◆ **Exercise task**
Transcribe the listing in full, excluding any pictures.

[Records from a collection]
— Start —

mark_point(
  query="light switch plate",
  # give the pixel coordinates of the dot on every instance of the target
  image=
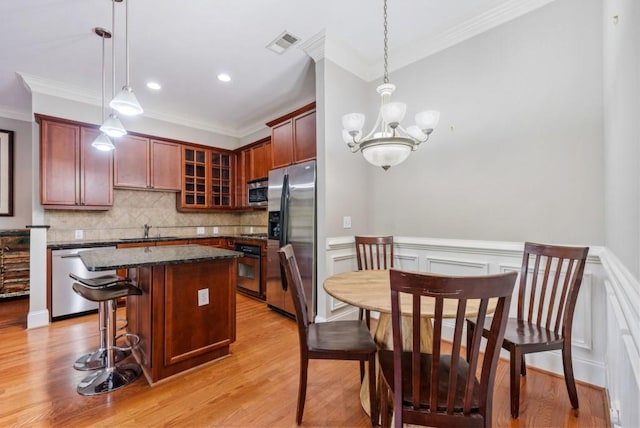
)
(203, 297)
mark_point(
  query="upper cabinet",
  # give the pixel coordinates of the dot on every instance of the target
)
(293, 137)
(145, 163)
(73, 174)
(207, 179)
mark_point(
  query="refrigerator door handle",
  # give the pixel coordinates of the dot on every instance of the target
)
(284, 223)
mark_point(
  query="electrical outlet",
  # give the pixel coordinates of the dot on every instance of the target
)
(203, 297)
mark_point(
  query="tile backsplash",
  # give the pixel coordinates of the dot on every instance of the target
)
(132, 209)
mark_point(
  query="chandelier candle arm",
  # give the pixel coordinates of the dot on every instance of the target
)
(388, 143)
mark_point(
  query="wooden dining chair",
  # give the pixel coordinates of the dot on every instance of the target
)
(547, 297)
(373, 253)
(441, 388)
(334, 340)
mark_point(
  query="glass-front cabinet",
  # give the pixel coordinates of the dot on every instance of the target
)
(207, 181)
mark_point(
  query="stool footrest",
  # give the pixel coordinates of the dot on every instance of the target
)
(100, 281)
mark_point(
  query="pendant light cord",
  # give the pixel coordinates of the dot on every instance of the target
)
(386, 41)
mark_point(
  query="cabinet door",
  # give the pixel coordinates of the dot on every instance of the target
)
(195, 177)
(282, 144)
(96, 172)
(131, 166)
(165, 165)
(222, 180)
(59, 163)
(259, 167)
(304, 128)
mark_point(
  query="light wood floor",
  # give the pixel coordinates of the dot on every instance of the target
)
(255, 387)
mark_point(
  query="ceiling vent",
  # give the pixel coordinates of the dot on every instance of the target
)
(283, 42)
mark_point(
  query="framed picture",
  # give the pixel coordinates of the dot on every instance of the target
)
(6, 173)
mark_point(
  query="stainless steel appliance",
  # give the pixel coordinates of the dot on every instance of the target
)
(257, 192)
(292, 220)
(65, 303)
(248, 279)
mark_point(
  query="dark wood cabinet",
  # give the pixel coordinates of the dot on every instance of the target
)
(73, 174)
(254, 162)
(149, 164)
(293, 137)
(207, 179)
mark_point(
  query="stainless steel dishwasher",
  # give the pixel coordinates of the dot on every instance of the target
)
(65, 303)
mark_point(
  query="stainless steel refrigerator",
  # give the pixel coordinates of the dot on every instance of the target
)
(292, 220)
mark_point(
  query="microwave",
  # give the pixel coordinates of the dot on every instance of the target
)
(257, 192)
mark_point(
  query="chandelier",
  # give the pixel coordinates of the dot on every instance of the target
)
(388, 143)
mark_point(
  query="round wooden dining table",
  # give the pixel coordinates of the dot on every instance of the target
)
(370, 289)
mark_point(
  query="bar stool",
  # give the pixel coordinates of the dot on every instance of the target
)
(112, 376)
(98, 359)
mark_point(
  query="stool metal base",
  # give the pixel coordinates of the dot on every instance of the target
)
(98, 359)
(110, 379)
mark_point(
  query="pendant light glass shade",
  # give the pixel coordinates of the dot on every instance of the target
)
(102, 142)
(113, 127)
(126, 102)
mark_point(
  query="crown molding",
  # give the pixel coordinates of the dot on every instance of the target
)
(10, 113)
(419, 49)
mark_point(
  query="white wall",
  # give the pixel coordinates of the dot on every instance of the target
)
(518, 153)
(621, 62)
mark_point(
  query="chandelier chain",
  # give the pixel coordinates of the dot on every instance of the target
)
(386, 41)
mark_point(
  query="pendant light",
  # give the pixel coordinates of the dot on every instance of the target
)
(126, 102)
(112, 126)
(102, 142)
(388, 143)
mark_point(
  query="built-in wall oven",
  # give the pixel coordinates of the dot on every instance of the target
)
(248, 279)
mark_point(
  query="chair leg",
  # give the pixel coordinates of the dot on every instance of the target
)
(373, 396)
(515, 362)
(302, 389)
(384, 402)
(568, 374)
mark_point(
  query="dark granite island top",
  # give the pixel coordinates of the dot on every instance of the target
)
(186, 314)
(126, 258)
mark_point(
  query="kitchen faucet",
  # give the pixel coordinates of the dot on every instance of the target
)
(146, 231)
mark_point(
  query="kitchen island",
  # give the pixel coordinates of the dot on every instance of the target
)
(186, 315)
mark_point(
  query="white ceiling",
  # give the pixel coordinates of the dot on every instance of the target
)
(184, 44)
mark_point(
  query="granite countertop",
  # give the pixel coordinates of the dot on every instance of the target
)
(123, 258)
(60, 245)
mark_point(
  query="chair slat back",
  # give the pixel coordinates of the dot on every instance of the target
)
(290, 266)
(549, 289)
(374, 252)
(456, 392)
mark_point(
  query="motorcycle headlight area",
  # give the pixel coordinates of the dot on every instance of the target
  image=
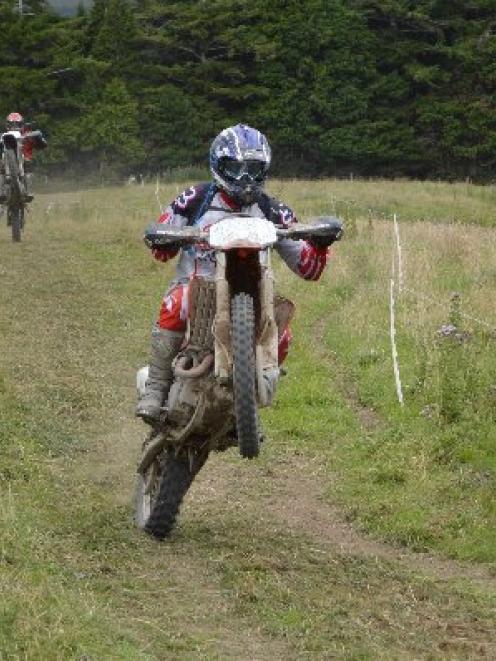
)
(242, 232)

— End —

◆ **Final answer**
mark_point(
  query="light switch plate",
  # give the pixel coordinates of the dot on every instance of the target
  image=
)
(203, 297)
mark_point(
  query="upper cabinet",
  # give the pixel coordinates of the dot on every instance of the target
)
(293, 137)
(145, 163)
(73, 174)
(207, 179)
mark_point(
  query="refrigerator door handle",
  # give the pixel coordinates of the dot on every instance of the target
)
(284, 223)
mark_point(
  query="electrical outlet",
  # give the pixel coordinates of the dot on every instance of the target
)
(203, 297)
mark_point(
  query="tile backsplash",
  # give the pixel coordinates of the dot on every instance of the target
)
(132, 209)
mark_point(
  query="chandelier candle arm",
  # give the pixel coordinates of the dot on every instance of the target
)
(388, 143)
mark_point(
  query="wooden dining chair",
  # give the pixel coordinates of the dot on every instance of the target
)
(547, 297)
(373, 253)
(441, 388)
(334, 340)
mark_point(
  query="glass-front cabinet",
  # give the pixel coordinates of the dot on every instance of the target
)
(207, 181)
mark_point(
  query="stool footrest",
  # give the pixel coordinates of the dot on every instance of the target
)
(100, 281)
mark_point(
  query="pendant light cord",
  # give the pixel coordinates of the dot on every instance of the target
)
(386, 41)
mark_point(
  query="cabinet door",
  # give the pixel coordinates of the dot on every instance of the target
)
(195, 177)
(282, 144)
(96, 172)
(131, 166)
(165, 165)
(222, 180)
(59, 163)
(259, 167)
(304, 128)
mark_point(
  query="light wood floor",
  # give the pixel coordinates of the dot on every instance of the target
)
(255, 387)
mark_point(
  query="ceiling vent",
  # give the pixel coordinates of the dot on every instance of the target
)
(283, 42)
mark_point(
  query="framed picture",
  # give the pixel coordinates of the dot on every instance of the target
)
(6, 173)
mark_point(
  query="stainless steel appliance",
  # give the pixel coordinates of the dot on every instance of the target
)
(257, 192)
(292, 220)
(65, 303)
(248, 279)
mark_point(
  query="dark wood cabinet",
  # give the pixel coordinates of the dot on every instance of the target
)
(73, 174)
(254, 162)
(149, 164)
(293, 137)
(207, 179)
mark_point(
  query="stainless steel dishwasher",
  # give the pixel coordinates of the dot on every instance of the target
)
(65, 303)
mark_point(
  query="stainless steel refrigerator",
  # give the pixel coordinates of the dot on every instance of the target
)
(292, 220)
mark_point(
  query="microwave",
  # give the pixel coordinates of the dot on every instance of the target
)
(257, 192)
mark_point(
  query="chandelier",
  # give the pixel coordinates of the dot on every instance of the target
)
(388, 143)
mark_point(
  query="round wooden dining table",
  # give the pixel coordinates of the dot on every instance of the target
)
(370, 289)
mark_point(
  query="bar stool",
  # give the pixel coordinates of the dot on every instance of the target
)
(112, 376)
(98, 359)
mark_point(
  query="stool metal base",
  # give the pixel coordinates of the dot on every instance of the target
)
(98, 359)
(110, 379)
mark_point(
  query="pendant light glass shade",
  # give the pixel coordinates of the dot on every instance of the target
)
(102, 142)
(113, 127)
(126, 102)
mark_point(
  query="crown molding",
  # give the pixel coordinates of the dot on every instance of the target
)
(10, 113)
(419, 49)
mark_point(
  query="white wall",
  # give the pixel coordinates of the dot on every instance of the target
)
(518, 153)
(621, 62)
mark_point(
  query="chandelier chain",
  # give the pixel coordinates of the dot on every instance of the target
)
(386, 41)
mark_point(
  query="pendant light",
  # give the pixel coordinates of the dot on every instance of the target
)
(126, 102)
(112, 126)
(102, 142)
(388, 143)
mark_point(
  query="built-in wall oven",
  # give the pixel coordinates of the dot on every instance of the target
)
(248, 279)
mark_point(
  query="chair leg",
  # give the pixel coordinates of the dot on every instance of the target
)
(373, 396)
(515, 362)
(302, 389)
(384, 402)
(568, 374)
mark_point(
  query="dark granite island top",
  # give the pixel coordinates of the dot on every instance of the target
)
(186, 314)
(126, 258)
mark_point(
  query="kitchen faucet",
  # give the pixel coordinates of the dot on every instance of the target
)
(146, 231)
mark_point(
  query="kitchen island",
  # give the pixel coordinates of the dot on every instance of the target
)
(186, 315)
mark_point(
  query="white ceiling",
  # give the pixel coordinates of the dot on every instance of the target
)
(184, 44)
mark_point(
  query="granite countertop",
  # give the pixel coordinates of the dot on every instance of the target
)
(123, 258)
(60, 245)
mark_point(
  query="chair slat back",
  # give the pixel coordinates of the dot on every instance of the target
)
(290, 266)
(549, 289)
(374, 252)
(456, 392)
mark_point(
  query="motorcycle headlight area",
  # give the pixel coordinates of the dot on every instance of the target
  image=
)
(242, 232)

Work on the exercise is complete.